Instruction = Format the records below as a two-column CSV with the columns "request" and "answer" and one row for each request. Put each field in double quotes and replace any line breaks inside a field with spaces.

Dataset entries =

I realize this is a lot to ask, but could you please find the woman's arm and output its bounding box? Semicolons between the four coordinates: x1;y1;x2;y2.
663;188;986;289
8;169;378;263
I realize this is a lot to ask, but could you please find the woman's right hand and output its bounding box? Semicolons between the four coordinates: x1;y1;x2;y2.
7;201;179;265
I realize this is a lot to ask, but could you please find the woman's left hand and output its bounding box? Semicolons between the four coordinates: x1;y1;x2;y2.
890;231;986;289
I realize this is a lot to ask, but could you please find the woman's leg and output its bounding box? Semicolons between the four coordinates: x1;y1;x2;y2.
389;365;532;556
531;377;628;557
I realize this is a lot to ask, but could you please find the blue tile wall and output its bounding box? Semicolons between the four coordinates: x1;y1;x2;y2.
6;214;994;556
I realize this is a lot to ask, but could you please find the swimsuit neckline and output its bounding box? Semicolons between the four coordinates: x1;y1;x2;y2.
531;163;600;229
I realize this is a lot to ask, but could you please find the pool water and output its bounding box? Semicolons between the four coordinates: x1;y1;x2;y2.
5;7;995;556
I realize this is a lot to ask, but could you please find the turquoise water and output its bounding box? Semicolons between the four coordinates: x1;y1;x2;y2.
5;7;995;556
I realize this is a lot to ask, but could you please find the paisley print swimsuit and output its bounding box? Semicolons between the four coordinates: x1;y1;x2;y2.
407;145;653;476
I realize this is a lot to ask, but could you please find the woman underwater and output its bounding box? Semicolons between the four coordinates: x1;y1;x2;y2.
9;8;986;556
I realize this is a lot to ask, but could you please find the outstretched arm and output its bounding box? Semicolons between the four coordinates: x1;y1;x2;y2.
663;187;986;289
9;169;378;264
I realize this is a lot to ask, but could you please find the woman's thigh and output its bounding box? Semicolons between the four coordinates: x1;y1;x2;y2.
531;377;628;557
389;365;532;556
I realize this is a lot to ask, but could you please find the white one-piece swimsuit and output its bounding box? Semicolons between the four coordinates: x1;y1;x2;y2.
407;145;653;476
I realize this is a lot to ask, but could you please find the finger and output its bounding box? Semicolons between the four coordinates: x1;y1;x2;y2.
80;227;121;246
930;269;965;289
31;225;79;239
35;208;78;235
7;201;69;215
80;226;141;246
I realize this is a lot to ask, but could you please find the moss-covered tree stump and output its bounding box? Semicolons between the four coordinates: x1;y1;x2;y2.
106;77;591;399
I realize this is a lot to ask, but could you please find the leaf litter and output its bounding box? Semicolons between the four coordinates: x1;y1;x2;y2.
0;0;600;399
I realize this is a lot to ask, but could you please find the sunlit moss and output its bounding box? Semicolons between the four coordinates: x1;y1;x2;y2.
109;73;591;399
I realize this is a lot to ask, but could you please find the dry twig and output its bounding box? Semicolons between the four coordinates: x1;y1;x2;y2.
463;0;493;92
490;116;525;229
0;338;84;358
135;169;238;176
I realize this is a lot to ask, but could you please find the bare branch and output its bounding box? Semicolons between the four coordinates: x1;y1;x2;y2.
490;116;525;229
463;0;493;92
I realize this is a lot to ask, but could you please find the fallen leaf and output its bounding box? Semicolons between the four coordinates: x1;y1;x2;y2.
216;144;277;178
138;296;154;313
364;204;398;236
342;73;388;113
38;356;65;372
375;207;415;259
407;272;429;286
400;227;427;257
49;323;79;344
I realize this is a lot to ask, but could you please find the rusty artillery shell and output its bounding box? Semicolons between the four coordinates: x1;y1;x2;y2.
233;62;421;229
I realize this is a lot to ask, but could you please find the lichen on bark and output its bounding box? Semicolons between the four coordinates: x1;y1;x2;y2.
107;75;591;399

Finished exercise =
request,answer
"I realize this is a lot to ask, but could you please find the woman's arm and output its bounding box? Semicolons between the four coordinates: x1;y1;x2;y2.","663;188;986;289 8;169;378;263"
"I realize this is a lot to ask, but could you please find the woman's right hand and output its bounding box? Semicolons between the four coordinates: x1;y1;x2;y2.","7;201;179;265"
"I realize this is a lot to ask, but could you please find the woman's left hand and output its bounding box? Semicolons between the four coordinates: x1;y1;x2;y2.","890;231;986;289"
"I realize this is a lot to ask, but could you please find the woman's leg and output its bounding box? Semicolons between the four coordinates: x1;y1;x2;y2.","389;365;532;556 531;377;628;557"
"I realize this is a lot to ask, but could you please find the blue tile wall and output its bounding box? Semicolons between the four coordinates: x1;y1;x2;y2.","6;214;994;556"
"I realize this is a lot to ask, but could you please find the swimsuit neckline and output its bounding box? Semicolons between the four coordinates: x1;y1;x2;y2.","531;163;600;229"
"I realize this is a lot to ask, but could you please find the pool water and output its bounding box? Semicolons between the four coordinates: x1;y1;x2;y2.","5;7;995;556"
"I realize this is a lot to ask, but could you please find the turquoise water and output its bounding box? Semicolons between the four coordinates: x1;y1;x2;y2.","5;7;995;556"
"I realize this is a lot to ask, but could you please find the paisley print swimsuit and output its bounding box? Semicolons between the four coordinates: x1;y1;x2;y2.","407;145;653;476"
"I realize this is a lot to ask, but could you please find the woman underwater and output its bounding box? Semicolons between the four coordinates: x1;y1;x2;y2.","9;8;986;556"
"I realize this is a lot to ask, but could you please find the outstretched arm and output its bounding box? Semicolons between the four coordinates: x1;y1;x2;y2.","663;187;986;289 9;169;378;264"
"I realize this is a lot to ask, but could you please find the woman's thigh and output its bounding box? Semicolons between the four coordinates: x1;y1;x2;y2.","531;377;628;557 389;365;532;556"
"I realize this is a lot to ask, but could you please find the white one-piece swimsuit and output its bounding box? Semicolons between the four coordinates: x1;y1;x2;y2.","407;145;653;476"
"I realize this is a lot to ask, but could you please find the finger and output its bounding box? Semicolons between the four coordinates: x1;y1;x2;y2.","80;227;121;246 930;269;965;289 31;225;79;239 35;208;78;235 7;201;69;215 80;226;141;246"
"I realize this is a lot to ask, but could you please find the moss-covered tree stump and output its bounding box? Semicolons between the four coordinates: x1;y1;x2;y2.","106;77;591;399"
"I realize this is a lot to ask, but could you please find the leaf litter and output its bounding box? Semicolons between the four coordinates: x1;y1;x2;y2.","0;0;600;399"
"I realize this is a lot to ask, but could you please find the sunlit moss and output its bounding box? Semicolons between the four coordinates: x1;y1;x2;y2.","109;73;591;399"
"I realize this is a lot to ask, but could you please find the dry twig and output its bounding box? Semicolons between the four coordinates: x1;y1;x2;y2.","463;0;493;92 490;116;525;229 0;338;84;358 135;169;238;176"
"I realize this is a lot to ask, but could you please find the bare branch and output its bounding box? Semicolons between the four coordinates: x1;y1;x2;y2.","490;116;525;229 463;0;493;92"
"I realize this is a lot to ask, but could you please find the fallen leaf and output its bounding box? Semicolons between the four coordinates: x1;y1;x2;y2.","216;144;277;178 138;296;154;313 364;204;398;236 342;73;388;113 38;356;65;372 375;207;415;259 407;272;429;286 400;227;427;257 49;323;79;344"
"I realize this is a lot to ask, but could you please find the rusty artillery shell and output its bounding box? Semicolons between the four coordinates: x1;y1;x2;y2.","233;62;421;229"
"I realize this is a lot to ask, but could you please find the lichen on bark and output its bounding box? Semicolons between the four coordinates: x1;y1;x2;y2.","107;75;591;399"